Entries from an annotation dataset

--*--

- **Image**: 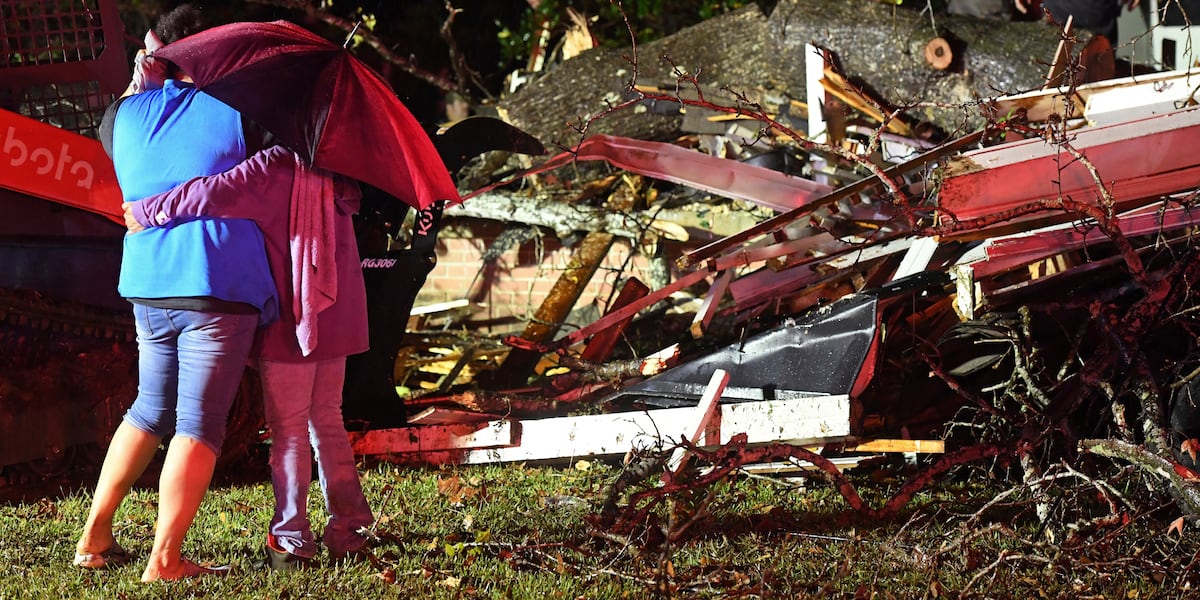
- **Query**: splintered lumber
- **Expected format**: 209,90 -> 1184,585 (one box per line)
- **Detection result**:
986,71 -> 1200,122
348,419 -> 520,456
769,0 -> 1092,132
580,277 -> 650,362
667,368 -> 730,472
408,407 -> 500,425
677,131 -> 984,269
690,269 -> 733,340
937,107 -> 1200,226
498,0 -> 1070,146
1043,14 -> 1075,88
498,232 -> 616,384
350,395 -> 851,464
821,66 -> 912,136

--*--

*Given instruction*
Reproduce each line of these rows word for word, leaving out the pictures.

*Answer to the problem*
- **Image**: 
- **Query**: splintered lumber
- **Expected format**: 209,90 -> 1184,585 (one box per line)
- **Detection result**:
986,71 -> 1200,122
348,419 -> 520,456
769,0 -> 1092,132
580,277 -> 650,362
667,368 -> 730,472
408,407 -> 500,425
677,131 -> 984,269
690,269 -> 733,340
937,107 -> 1200,226
498,0 -> 1070,146
1043,14 -> 1075,88
498,232 -> 616,384
350,395 -> 851,464
821,66 -> 912,136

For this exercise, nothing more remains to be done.